→ About this task: Please retype every entry, keeping each one exactly as written.

───── Working data

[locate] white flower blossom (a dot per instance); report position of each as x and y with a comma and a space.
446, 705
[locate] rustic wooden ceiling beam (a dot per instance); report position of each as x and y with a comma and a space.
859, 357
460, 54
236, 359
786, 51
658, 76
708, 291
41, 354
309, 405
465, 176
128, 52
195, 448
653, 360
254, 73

──────────

→ Result of the exercise:
[locate] white flower blossom (a dot per instance); report position of each as x and y with a comma and a space.
446, 705
[locate] rustic wooden ceiling beam (a dot per instance); report position of each as x and y with a comma and a space.
859, 357
460, 54
236, 359
786, 51
658, 76
708, 291
41, 354
309, 405
465, 176
128, 52
195, 448
653, 360
254, 73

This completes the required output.